**What this exercise asks:**
**A)** Reproduce the part of the Kakegurui review from "After the music" up to and including "is a gamble.".
**B)** Pick up the Kakegurui film review after its last sentence and keep writing it.

**Provided passage:**
··········

Japanese Film Festival Review – ‘Kakegurui’

Bring on the madness!” – Yumeko Jabami

Copyright 2019 Homura Kawamoto, Toru Naomura / SQUARE ENIX “Kakegurui Movie” Project

Japanese Film Festival is back to tour Australia from October through December 2019. Their line up is more diverse than ever and what a film to start things off with. ‘Kakegurui’ is the live action film, based on the similarly titled Square Enix manga-series, which was distributed in western countries by Netflix. Not familiar with the source material, I dove into the film and let me tell you, it stands completely on its own.

Kakegurui, shows us what happens behind closed doors at Hyakaou Academy – a private and elite institute that has been around for over a century. The academic ranking is based on how well the students gamble. Only the best of the best get rewarded, with riches and status. The ones who lose, become subhumans – or as they call them “kitties and doggies” – who most likely go in debt with the school and can only get back to normal by winning a game against the School Council President, Kirari Momobami (Elaiza Ikeda). Yumeko (Minami Hamabe) is new to the academy. Her pretty enchanting looks are only surpassed by her unquenchable appetite to gamble and win it all.

After the music video intro, we get to take a look at The Village, an on campus location free of debts and loans, where everyone runs off to after losing against the School President. Like Murasame (Hio Miyazawa), head of The Village, says “Gambling is meaningless and it won’t save anything“. But soon they’ll have to gamble for their lives, when Kirari forces a student rep election. If you don’t vote, you’ll be expelled. The council will even loan you 10 million Yen, which you can repay after the voting. Well knowing that The Village will refuse to act on the new situation, the council sends a group of their own to claim back the school building. Soon, every pupil will place bets on who they want to see become a part of the School Council. Nothing is what it seems and every move is a gamble.

You can definitely tell the movie is inspired by manga. Some visual effects include eyes popping out of skulls when in distress or tied up hair flying out of their scrunchies when angry. When a student leaps over a group of boys, she flies through the air to then get caught in a bag. It’s impressive to behold and funny at the same time. When the accompanying score elevates every gambling scene with a haunting choir, this really feels like raising the stakes. Everything is a bit over-the-top, from the smoky visuals to the acting, and for Kakegurui, it all feels right.

The acting isn’t bad though – actually it’s pretty darn good. The female lead, Minami Hamabe, is charming and definitely knows the character she’s playing. Her playfulness by not letting anyone see her cards, plays in her favour and surprises you a lot in the third act where she unveils some of her secret weapons. I must say, the entire female cast is just remarkably strong. Aoi Morikawa, who plays Meari Saotome, is great at more dramatic face acting. Sometimes so over-the-top dramatic that it caused me to laugh out loud. That’s without a doubt, a skill. Elaiza Ikeda looks menacing on her throne, but loses a lot of her external flair when being put in the spotlight. Still keeping her powerful stoic persona, she now looks more like the typical rich kid brat.

··········

**Object location annotation data:**
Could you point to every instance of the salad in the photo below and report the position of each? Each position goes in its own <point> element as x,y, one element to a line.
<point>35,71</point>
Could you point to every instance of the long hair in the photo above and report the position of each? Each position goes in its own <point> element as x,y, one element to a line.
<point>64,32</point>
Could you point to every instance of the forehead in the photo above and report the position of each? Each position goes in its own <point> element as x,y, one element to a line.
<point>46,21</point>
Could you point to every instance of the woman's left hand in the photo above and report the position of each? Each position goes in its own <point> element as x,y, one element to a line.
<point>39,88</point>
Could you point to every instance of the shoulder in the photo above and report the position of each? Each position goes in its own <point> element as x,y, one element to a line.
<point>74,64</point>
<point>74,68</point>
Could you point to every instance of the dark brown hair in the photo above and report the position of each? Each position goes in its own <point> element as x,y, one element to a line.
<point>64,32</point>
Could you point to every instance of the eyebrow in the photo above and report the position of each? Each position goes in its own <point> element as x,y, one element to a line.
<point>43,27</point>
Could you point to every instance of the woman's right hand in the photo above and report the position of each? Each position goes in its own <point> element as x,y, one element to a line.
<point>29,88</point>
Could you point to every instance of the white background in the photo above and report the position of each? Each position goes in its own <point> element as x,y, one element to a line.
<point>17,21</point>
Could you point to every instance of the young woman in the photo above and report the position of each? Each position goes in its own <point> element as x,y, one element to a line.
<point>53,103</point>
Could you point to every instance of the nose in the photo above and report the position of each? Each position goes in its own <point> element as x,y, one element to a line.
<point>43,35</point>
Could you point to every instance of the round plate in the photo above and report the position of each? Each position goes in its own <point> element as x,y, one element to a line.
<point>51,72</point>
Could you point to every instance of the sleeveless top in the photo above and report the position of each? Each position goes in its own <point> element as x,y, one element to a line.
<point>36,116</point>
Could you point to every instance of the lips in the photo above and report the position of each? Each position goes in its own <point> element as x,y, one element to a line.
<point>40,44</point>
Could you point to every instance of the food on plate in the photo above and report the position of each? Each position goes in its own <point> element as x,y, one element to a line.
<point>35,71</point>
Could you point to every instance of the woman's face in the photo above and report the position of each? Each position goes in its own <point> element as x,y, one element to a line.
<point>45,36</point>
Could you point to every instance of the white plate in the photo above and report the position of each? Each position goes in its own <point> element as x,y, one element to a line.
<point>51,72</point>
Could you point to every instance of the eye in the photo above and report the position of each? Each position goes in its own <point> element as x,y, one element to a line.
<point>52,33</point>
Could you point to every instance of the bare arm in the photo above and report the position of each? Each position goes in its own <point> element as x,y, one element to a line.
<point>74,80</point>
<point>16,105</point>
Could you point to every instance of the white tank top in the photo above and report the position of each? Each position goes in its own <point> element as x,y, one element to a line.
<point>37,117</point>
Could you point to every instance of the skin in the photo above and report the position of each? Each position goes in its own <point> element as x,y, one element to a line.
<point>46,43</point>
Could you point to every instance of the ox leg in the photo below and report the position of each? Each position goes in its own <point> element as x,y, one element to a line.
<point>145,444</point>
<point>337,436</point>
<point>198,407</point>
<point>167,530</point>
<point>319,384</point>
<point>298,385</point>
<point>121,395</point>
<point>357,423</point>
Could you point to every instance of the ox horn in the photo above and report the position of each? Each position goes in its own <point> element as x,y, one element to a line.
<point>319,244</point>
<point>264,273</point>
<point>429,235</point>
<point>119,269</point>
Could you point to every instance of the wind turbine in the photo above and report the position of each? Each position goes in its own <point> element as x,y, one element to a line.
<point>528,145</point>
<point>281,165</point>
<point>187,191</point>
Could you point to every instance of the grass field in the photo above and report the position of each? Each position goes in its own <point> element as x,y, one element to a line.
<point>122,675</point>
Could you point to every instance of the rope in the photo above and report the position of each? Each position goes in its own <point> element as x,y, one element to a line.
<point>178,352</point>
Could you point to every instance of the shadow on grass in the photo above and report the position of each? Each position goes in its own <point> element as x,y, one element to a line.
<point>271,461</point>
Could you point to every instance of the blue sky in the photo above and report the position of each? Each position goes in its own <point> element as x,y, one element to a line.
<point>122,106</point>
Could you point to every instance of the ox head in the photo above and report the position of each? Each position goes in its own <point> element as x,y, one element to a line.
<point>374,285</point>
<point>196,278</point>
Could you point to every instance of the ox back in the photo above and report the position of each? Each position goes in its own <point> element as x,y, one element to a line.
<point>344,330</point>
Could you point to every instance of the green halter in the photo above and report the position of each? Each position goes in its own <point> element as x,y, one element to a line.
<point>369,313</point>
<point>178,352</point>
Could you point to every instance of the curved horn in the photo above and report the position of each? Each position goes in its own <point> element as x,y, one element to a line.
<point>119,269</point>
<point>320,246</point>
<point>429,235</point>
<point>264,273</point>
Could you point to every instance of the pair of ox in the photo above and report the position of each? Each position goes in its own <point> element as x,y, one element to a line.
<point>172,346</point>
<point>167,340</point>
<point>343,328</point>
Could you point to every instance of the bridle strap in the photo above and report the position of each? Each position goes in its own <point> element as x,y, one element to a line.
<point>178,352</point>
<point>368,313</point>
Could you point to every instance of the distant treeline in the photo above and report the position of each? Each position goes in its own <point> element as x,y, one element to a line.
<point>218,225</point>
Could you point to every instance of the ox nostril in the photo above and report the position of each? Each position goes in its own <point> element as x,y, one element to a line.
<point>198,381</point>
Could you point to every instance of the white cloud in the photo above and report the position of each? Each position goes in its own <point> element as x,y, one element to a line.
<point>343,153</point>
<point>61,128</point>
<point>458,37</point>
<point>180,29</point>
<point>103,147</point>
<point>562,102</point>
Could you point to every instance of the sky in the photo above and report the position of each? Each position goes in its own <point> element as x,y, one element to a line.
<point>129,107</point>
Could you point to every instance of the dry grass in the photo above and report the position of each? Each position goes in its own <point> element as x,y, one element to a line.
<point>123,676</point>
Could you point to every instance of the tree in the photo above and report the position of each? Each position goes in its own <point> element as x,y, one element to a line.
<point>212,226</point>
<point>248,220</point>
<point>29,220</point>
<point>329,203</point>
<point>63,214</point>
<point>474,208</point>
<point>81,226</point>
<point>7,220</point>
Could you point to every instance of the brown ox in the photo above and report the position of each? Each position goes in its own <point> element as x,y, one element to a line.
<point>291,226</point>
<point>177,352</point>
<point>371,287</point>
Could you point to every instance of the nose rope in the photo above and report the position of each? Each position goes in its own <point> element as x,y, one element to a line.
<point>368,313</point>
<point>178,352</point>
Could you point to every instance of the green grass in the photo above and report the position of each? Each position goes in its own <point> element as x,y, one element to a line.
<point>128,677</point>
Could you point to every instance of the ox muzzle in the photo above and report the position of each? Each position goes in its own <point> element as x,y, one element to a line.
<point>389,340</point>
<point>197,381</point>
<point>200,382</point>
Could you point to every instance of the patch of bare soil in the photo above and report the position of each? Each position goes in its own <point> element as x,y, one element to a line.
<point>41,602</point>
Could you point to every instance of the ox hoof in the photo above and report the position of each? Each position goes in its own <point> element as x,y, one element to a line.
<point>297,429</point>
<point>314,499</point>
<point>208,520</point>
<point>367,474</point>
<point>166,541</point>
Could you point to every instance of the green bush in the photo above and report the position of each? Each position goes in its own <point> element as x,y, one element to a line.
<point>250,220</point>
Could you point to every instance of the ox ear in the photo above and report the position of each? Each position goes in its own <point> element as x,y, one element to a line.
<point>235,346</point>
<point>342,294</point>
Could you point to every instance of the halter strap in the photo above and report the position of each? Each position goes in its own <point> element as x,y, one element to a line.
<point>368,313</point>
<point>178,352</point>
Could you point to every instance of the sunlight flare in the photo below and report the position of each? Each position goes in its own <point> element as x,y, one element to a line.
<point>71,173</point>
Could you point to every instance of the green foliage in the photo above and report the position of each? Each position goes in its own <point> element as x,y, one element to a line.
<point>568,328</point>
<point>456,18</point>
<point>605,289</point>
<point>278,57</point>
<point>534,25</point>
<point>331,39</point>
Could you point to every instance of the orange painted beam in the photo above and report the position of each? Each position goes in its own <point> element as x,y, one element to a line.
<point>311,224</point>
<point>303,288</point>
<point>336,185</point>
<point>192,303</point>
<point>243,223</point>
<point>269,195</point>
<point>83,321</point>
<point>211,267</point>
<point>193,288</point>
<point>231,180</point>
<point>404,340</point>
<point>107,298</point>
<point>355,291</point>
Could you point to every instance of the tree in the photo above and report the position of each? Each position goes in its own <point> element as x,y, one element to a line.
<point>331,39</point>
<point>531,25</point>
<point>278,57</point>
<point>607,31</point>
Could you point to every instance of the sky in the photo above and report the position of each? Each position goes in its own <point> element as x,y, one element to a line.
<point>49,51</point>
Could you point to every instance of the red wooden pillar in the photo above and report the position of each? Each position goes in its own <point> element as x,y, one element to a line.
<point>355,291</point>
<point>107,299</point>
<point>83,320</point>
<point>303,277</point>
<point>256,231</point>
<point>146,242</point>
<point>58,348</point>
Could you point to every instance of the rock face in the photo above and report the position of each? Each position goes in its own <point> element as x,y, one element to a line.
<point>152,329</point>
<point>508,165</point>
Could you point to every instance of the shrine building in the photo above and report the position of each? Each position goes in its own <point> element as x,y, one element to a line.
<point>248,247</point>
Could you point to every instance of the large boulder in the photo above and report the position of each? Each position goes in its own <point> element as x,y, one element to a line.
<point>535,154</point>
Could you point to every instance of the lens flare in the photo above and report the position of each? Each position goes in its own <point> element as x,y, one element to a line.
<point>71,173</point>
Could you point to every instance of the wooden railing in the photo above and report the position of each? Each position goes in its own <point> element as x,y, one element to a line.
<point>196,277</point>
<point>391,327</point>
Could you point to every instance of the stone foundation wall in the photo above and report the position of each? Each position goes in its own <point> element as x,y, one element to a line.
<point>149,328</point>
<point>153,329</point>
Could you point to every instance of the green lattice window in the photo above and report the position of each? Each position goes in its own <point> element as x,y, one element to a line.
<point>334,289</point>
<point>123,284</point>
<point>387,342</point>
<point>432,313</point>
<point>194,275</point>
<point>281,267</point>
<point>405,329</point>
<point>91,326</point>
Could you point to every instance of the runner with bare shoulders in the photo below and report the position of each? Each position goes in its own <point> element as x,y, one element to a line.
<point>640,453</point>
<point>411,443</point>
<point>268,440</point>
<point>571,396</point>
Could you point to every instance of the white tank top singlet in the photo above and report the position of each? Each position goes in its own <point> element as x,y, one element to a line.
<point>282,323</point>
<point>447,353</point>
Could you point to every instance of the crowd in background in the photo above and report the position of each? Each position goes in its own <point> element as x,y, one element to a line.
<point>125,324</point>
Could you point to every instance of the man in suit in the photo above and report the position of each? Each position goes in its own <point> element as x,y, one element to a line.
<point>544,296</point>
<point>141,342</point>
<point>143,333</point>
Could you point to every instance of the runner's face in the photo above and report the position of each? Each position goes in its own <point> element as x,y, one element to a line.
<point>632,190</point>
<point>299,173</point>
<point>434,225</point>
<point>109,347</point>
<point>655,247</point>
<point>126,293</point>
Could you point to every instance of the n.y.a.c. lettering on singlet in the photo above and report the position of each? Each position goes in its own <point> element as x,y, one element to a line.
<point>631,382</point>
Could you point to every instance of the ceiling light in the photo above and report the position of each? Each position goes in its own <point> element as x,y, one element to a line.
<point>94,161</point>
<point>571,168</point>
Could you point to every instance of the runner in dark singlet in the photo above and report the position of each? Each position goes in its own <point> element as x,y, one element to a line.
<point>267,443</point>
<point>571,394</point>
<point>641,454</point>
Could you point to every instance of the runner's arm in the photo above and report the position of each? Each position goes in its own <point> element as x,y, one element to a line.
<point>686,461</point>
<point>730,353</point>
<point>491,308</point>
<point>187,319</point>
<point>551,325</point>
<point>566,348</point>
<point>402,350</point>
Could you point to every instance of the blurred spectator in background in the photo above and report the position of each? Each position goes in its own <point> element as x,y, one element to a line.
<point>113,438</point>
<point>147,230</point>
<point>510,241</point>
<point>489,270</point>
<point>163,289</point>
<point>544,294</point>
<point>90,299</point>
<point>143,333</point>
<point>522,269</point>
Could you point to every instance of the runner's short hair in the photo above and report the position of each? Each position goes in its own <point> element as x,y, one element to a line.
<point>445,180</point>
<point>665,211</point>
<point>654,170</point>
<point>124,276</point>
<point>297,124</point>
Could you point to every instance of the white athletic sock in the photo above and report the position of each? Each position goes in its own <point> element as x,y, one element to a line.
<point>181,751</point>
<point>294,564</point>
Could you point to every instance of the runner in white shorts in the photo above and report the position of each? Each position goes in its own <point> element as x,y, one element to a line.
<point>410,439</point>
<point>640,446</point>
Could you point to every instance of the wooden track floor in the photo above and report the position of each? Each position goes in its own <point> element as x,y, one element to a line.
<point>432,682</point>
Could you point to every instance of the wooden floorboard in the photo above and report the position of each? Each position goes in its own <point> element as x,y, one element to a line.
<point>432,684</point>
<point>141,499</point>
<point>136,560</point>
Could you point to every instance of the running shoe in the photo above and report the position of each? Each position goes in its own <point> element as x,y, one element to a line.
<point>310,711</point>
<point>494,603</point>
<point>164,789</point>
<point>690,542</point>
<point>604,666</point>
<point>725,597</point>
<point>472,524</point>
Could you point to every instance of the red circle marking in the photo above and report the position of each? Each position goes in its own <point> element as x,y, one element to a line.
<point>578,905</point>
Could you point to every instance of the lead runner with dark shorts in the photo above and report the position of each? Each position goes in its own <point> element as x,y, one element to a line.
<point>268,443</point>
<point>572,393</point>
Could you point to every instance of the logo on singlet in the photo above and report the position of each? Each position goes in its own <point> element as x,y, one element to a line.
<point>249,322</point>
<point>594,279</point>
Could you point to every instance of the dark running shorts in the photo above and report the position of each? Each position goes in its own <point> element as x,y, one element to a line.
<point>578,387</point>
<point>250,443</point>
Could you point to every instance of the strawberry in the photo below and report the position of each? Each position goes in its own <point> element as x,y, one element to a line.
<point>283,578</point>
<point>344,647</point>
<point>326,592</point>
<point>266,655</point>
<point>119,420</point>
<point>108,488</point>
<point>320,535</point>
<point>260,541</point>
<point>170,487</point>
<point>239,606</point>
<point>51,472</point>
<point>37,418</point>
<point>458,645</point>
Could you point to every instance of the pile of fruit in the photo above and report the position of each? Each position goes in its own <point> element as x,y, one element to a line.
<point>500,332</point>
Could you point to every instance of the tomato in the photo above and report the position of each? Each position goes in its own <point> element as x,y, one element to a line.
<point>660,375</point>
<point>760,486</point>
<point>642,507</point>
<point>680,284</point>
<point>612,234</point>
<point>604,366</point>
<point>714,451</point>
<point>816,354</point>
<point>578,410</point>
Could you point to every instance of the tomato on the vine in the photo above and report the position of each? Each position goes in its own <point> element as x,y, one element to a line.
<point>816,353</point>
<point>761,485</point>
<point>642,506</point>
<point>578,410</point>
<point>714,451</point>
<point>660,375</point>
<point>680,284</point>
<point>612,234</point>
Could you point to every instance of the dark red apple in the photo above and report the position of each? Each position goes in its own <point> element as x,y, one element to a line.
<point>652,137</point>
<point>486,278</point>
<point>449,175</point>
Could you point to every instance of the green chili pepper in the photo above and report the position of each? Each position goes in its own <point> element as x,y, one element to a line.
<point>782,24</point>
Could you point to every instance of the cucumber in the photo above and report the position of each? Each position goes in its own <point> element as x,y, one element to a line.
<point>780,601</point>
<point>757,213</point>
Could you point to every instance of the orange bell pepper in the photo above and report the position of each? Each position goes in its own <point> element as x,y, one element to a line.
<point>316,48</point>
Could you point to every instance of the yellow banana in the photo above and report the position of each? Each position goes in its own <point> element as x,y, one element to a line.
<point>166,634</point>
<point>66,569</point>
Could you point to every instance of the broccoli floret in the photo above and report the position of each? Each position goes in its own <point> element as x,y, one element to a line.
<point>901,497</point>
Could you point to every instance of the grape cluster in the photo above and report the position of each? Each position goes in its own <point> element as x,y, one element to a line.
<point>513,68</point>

··········

**Exercise responses:**
**A)**
After the music video intro, we get to take a look at The Village, an on campus location free of debts and loans, where everyone runs off to after losing against the School President. Like Murasame (Hio Miyazawa), head of The Village, says “Gambling is meaningless and it won’t save anything“. But soon they’ll have to gamble for their lives, when Kirari forces a student rep election. If you don’t vote, you’ll be expelled. The council will even loan you 10 million Yen, which you can repay after the voting. Well knowing that The Village will refuse to act on the new situation, the council sends a group of their own to claim back the school building. Soon, every pupil will place bets on who they want to see become a part of the School Council. Nothing is what it seems and every move is a gamble.

**B)**
The male cast has a bit of a problem. Every girl in the film gets to team up with a boy, but they can’t compete with these powerful women on screen. Mahiro Takasugi‘s (who plays Ryota Suzui) over-the-top acting becomes exhausting very fast, and Yuma Yamoto‘s (playing Jun Kiwatari) mood-swings as a deranged gambler are so aggressive, it’s not pleasing to look at. The one actor who did more by being less is without a doubt Hio Miyazawa. His Amane Murasame is noticeably troubled (we later find out what made him this way), without having much dialogue and still connecting with the camera.

Kakegurui is an over-the-top high roller. Every game gets accompanied with on screen visuals used in a simple way that works with the film. Twists and turns make the story fly by with ease and even made me wish there was more. Dive into your bankroll and place all your chips on Kakegurui – there is no table limit and all bets are off.

Rating: 4 out of 5.

Kakegurui screens at Japanese Film Festival in:

  • Brisbane (Event Cinemas Brisbane Myer Centre – Sunday 27th October, at 3pm)
  • Sydney (Event Cinemas George Street – Saturday 16th November, at 3:25pm)
  • Melbourne (Treasury Theatre – Sunday 1st December at 5pm).

Buy your tickets now at

Japanese Film Festival Review – ‘Kakegurui’

Reviewed from online screener (provided by GAGA Corporation), Oct. 1, 2019. (Also in Japanese Film Festival, Sydney) BCA-rating: Unclassified 15+. Running time: 119 min.

PRODUCTION: (Japan) A GAGA release of a Dub, Stardust Pictures production. Producers: Yûichi Shibahara, Yanghwe Yoon, Tatsuya Iwakura, Tsuyoshi Matsushita. Executive Producers: Ryûji Abe, Masahiro Kazumoto, Hiroo Maruyama, Satomi Odake, Yasushi Utagawa. Committee Producers: Naoshi Fujikura, Yoshirô Hosono, Hideo Katsumata, Jun Masuda, Katsuyoshi Matsuura, Shinji Nakano, Kazumi Satake, Akihito Watanabe, Tatsumi Yoda, Eisaku Yoshikawa. Line Producer: Tarô Mori.

CREW: Director: Tsutomu Hanabusa. Screenplay: Tsutomu Hanabusa, Minato Takano. From the manga by: Homura Kawamoto, Tôru Naomura. Camera (DCP colour): Takashi Komatsu. Editor: Naoichirô Sagara. Music: Michiru.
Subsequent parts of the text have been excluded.